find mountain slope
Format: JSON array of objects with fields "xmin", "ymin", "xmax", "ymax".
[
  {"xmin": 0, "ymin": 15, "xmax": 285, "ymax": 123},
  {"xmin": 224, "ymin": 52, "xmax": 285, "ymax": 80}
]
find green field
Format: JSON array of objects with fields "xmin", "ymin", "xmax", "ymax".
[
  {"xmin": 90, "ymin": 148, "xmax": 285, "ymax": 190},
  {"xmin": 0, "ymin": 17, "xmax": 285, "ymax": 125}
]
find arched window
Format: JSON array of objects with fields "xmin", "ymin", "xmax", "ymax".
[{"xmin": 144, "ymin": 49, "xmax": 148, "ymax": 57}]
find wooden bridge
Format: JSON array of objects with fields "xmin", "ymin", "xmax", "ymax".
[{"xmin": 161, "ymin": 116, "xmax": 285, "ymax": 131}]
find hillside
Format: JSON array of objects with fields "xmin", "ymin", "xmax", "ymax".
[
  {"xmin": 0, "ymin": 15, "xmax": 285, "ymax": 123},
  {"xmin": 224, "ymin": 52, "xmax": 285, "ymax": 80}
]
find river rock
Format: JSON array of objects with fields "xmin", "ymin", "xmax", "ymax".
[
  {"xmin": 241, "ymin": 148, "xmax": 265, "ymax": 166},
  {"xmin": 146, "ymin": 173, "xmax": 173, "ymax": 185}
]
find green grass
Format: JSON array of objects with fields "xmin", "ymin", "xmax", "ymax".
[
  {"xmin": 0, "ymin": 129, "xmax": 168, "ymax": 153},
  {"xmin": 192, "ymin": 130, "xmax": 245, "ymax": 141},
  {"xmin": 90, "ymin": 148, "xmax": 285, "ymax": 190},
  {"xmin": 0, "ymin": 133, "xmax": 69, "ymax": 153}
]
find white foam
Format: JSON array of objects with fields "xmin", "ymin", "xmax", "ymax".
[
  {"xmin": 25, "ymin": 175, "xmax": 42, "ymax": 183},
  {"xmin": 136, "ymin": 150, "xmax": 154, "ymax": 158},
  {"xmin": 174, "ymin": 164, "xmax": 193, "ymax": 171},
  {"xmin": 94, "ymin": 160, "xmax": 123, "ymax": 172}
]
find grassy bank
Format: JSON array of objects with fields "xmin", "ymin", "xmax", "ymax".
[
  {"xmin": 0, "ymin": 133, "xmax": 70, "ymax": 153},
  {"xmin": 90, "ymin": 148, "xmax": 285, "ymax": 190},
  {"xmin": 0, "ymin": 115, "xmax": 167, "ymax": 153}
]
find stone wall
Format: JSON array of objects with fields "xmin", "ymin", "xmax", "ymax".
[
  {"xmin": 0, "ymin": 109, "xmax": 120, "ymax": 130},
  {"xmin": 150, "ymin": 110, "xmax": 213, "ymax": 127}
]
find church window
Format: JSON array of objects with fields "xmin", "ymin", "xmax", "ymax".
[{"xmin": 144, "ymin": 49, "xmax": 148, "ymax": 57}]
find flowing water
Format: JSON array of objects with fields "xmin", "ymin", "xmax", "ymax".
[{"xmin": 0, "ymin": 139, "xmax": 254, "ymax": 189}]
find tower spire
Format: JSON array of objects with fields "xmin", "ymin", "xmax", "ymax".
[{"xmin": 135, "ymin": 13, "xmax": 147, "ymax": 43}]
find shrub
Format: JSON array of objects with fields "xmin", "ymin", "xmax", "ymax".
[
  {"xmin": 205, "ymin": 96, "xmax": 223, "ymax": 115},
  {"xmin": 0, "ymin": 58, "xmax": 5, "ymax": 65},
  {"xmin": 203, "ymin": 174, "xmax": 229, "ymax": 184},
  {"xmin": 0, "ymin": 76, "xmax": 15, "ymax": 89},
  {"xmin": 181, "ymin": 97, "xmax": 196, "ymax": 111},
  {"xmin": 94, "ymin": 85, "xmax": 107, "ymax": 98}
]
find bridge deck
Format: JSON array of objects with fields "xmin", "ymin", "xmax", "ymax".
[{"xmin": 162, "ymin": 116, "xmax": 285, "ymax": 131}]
...
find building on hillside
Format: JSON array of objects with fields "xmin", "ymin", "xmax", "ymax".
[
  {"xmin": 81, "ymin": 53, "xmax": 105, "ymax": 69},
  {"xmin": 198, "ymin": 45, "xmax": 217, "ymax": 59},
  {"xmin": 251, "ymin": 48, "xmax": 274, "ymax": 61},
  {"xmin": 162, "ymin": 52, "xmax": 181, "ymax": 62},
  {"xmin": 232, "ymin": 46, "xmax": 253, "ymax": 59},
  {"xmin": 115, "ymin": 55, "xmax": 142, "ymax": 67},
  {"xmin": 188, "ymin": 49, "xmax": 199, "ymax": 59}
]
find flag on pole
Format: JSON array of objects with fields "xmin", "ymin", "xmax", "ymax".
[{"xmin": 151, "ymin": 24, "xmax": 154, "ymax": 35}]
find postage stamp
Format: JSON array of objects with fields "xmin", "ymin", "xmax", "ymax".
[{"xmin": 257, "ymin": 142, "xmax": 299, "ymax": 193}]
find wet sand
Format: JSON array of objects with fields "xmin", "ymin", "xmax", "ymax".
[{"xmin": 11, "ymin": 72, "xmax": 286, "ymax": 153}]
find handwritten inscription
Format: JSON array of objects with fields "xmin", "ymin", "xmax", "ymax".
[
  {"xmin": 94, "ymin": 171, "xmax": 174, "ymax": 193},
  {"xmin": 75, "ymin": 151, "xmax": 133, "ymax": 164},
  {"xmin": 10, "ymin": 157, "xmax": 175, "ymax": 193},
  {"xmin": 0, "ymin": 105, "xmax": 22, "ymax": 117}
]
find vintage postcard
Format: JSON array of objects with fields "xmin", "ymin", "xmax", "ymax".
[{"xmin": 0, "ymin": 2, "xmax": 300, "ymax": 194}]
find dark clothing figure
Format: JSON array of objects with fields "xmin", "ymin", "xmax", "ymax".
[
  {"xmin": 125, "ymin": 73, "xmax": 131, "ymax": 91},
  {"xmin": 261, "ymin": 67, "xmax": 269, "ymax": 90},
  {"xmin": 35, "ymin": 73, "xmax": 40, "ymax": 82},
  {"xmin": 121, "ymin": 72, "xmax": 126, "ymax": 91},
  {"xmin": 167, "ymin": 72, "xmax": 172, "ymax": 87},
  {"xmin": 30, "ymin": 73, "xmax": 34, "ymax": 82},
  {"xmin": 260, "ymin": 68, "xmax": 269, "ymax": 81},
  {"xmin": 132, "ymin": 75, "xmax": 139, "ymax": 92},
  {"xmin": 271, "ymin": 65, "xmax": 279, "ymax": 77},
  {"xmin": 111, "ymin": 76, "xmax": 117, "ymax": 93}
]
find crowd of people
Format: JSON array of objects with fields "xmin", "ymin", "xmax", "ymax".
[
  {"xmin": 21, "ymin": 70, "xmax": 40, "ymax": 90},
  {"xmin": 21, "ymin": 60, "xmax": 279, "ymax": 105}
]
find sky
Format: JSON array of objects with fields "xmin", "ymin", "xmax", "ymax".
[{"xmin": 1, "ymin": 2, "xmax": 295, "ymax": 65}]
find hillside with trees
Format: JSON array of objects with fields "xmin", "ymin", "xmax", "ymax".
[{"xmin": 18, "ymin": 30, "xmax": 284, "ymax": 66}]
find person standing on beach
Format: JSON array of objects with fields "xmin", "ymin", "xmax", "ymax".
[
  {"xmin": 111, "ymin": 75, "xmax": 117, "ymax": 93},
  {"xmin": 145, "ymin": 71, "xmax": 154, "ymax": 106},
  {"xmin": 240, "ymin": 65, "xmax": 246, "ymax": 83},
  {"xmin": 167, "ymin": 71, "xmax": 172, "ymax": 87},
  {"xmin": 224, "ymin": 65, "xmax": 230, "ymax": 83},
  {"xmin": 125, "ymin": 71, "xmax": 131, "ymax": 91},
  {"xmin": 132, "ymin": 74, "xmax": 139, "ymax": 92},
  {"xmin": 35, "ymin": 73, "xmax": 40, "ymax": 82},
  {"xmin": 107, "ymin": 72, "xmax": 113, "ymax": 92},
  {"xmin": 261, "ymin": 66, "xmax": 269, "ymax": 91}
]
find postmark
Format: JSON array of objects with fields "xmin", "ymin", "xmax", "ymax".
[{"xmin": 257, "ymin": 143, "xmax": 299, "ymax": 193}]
--
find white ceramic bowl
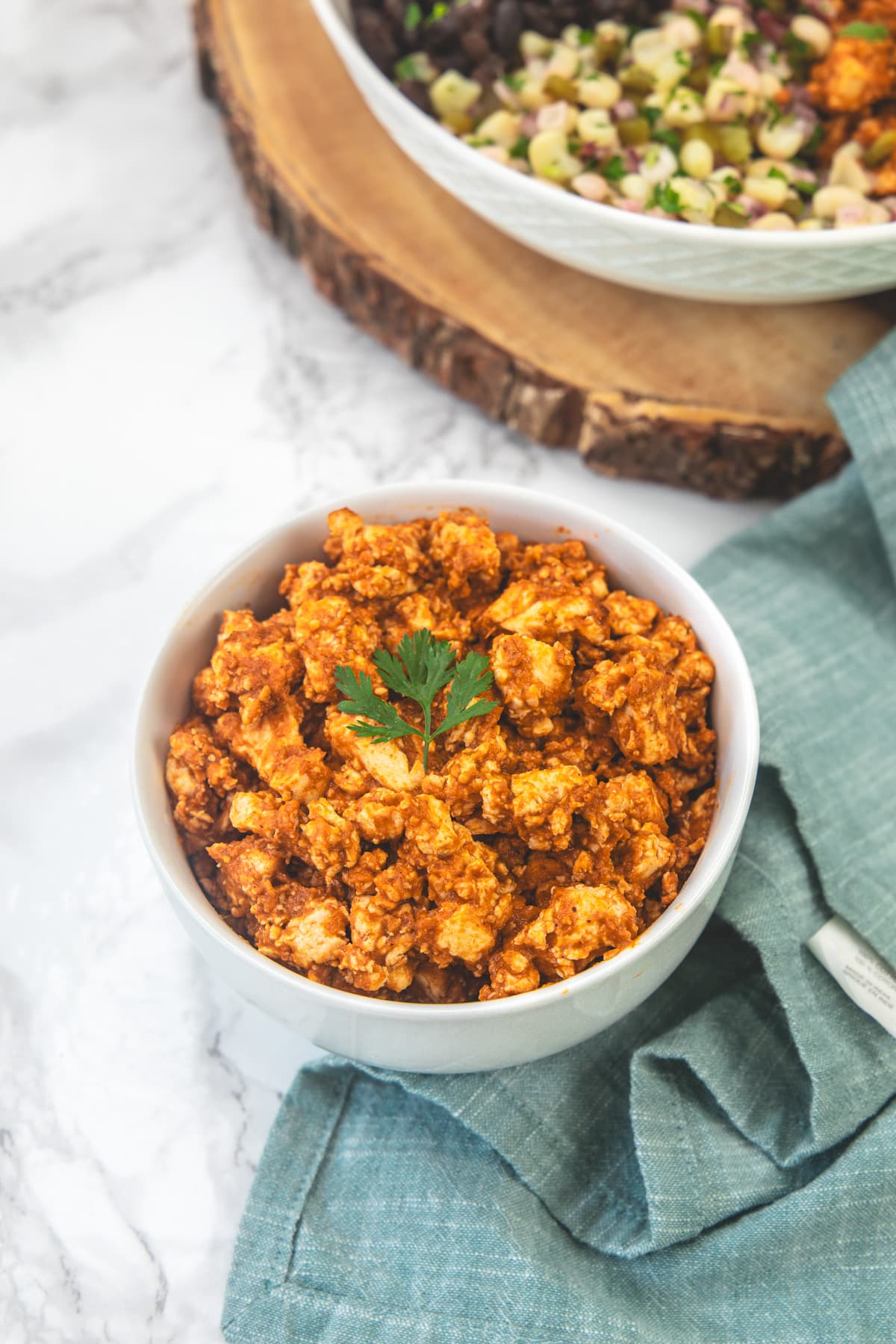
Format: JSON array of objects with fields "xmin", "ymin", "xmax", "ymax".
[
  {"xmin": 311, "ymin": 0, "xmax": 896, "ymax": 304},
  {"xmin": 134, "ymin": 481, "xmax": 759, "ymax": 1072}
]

TASK DESCRIPTION
Locate every line in the items above that contains the string "bridge" and copy each such line.

EXERCISE ANSWER
find wooden bridge
find bridge deck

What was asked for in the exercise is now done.